WORK REQUIRED
I would like every record printed again, exactly as shown.

[Point localization data]
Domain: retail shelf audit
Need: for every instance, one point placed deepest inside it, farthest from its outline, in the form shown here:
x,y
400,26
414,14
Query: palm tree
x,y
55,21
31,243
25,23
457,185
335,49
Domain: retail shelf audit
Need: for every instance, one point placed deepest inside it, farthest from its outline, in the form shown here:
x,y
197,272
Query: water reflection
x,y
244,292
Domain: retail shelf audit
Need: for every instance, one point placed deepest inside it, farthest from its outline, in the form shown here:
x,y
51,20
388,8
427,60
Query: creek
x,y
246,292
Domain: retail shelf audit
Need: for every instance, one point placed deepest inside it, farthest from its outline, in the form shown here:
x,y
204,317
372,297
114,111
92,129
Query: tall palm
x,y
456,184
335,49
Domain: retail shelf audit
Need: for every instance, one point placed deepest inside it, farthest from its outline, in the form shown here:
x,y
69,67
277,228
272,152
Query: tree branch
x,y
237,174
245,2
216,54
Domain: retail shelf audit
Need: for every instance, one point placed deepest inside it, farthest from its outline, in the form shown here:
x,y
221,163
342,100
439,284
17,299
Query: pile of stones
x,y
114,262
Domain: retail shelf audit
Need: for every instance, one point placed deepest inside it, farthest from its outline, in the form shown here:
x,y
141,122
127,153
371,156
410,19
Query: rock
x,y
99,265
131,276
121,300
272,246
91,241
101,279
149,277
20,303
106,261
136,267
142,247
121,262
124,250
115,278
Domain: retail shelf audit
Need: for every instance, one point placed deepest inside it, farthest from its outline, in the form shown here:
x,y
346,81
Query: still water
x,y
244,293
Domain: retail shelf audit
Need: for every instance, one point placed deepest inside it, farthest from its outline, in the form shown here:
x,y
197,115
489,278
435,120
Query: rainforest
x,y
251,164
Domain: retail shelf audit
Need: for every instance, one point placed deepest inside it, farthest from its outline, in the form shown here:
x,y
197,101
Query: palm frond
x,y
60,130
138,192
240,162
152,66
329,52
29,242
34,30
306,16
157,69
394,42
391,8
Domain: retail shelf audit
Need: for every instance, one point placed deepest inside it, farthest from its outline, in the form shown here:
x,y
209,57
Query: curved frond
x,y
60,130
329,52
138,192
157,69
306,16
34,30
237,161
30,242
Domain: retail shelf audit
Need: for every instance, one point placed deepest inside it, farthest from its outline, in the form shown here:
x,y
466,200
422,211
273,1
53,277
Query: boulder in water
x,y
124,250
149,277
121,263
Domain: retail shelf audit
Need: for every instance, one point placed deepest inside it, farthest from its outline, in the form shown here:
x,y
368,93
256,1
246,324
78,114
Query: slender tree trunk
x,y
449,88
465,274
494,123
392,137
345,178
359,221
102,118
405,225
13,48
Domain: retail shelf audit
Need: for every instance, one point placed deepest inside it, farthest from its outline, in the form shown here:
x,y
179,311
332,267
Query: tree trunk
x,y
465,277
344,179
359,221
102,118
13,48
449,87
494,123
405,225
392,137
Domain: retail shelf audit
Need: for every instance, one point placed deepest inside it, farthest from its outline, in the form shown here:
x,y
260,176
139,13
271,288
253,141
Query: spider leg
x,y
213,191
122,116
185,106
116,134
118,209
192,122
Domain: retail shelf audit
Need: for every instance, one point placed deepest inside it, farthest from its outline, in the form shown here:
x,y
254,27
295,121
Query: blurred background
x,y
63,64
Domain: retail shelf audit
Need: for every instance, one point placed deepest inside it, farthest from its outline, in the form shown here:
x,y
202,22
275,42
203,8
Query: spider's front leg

SOLUTION
Domain: retail shelf audit
Need: for every instance, one point placed deepest inside it, farthest from its outline, in the form shown here:
x,y
400,26
414,14
Query: palm tree
x,y
55,21
31,243
25,23
457,185
335,49
Domain: retail shelf audit
Need: for every instance, one point placed deepest inside it, farthest from its outline, in the form shown here:
x,y
197,272
Query: water reflection
x,y
244,292
Domain: retail shelf audit
Need: for every instance, one point placed deepest inside it, farthest from its outline, in the form shown here:
x,y
51,20
388,8
427,60
Query: creek
x,y
246,292
Domain: retail shelf audit
Need: for every instance, one point placed deepest inside it, farthest from its outline, in the form shown here:
x,y
204,317
372,297
114,111
92,129
Query: tall palm
x,y
456,184
335,49
Domain: retail shelf audit
Need: for every instance, one point placed deepest inside it, farthest from its outline, in the form shown here:
x,y
69,67
277,228
272,152
Query: tree branch
x,y
237,174
245,2
216,54
Domain: retail shelf audit
Need: for every instance, one point placed deepest inside it, farthest from its outline, in the form shown here:
x,y
221,163
342,100
439,284
17,299
Query: pile of stones
x,y
114,262
Domain: retail shelf audit
Need: for every instance, one point placed deepest inside it, farthest from its outline, in the form shown here:
x,y
141,122
127,153
371,156
410,19
Query: rock
x,y
99,265
131,276
121,300
272,246
91,241
101,279
149,277
20,303
106,261
136,267
142,247
121,262
124,250
115,278
Domain: retail shelf audit
Need: for every instance, one point placed deepest inside it, farthest from its outline, in the form shown here:
x,y
346,81
Query: still water
x,y
244,293
Domain: retail shelf audit
Need: for every instance, one point placed deepest inside it, farthest from its outline, in the form shown here:
x,y
197,115
489,278
435,120
Query: rainforest
x,y
251,164
Domain: retail shelf audit
Need: for every instance, one point placed deepest inside it, farthest from its outline, in the form shown here:
x,y
197,101
Query: palm frond
x,y
60,130
138,192
240,162
152,66
329,52
29,242
34,30
306,16
157,69
394,42
391,8
Domain: retail shelf audit
Need: for every instance, one point placed deepest inside it, farthest from its outline, in the form shown here:
x,y
209,57
Query: curved frond
x,y
60,130
329,52
138,192
157,69
306,16
34,30
237,161
30,242
Domain: retail shelf audit
Need: for every instance, one point placed deepest inside it, farthest from its outline, in the form shown here:
x,y
466,200
422,211
273,1
53,277
Query: boulder in water
x,y
124,250
149,277
121,263
Domain: retail shelf audit
Need: for every instance, one point placed deepest inside it, farthest from its outline, in the form shown here:
x,y
368,93
256,1
246,324
78,114
Query: slender tree trunk
x,y
449,88
465,274
494,123
392,137
345,178
359,221
102,118
405,225
13,48
Domain: retail shelf audit
Need: for every instance, one point placed deepest inside it, farthest from its outline, in the form shown here:
x,y
179,311
332,267
Query: tree trunk
x,y
465,277
344,179
359,221
102,118
13,48
449,87
494,123
405,225
392,137
Domain: retail shelf audit
Need: for every instance, one point placed deepest inside it, farthest from its outline, in the form shown here:
x,y
260,176
139,13
271,288
253,141
Query: spider leg
x,y
213,191
122,116
185,106
116,134
118,209
192,122
Domain: retail shelf audit
Need: for every instance, one point placed deepest inside it, farthest from its outline, in the form shown here:
x,y
254,27
295,121
Query: blurred background
x,y
63,64
Domain: retail shelf audit
Need: for every instance, one point placed deepest inside it, farthest from its outline, in the form shown here:
x,y
202,22
275,42
203,8
Query: spider's front leg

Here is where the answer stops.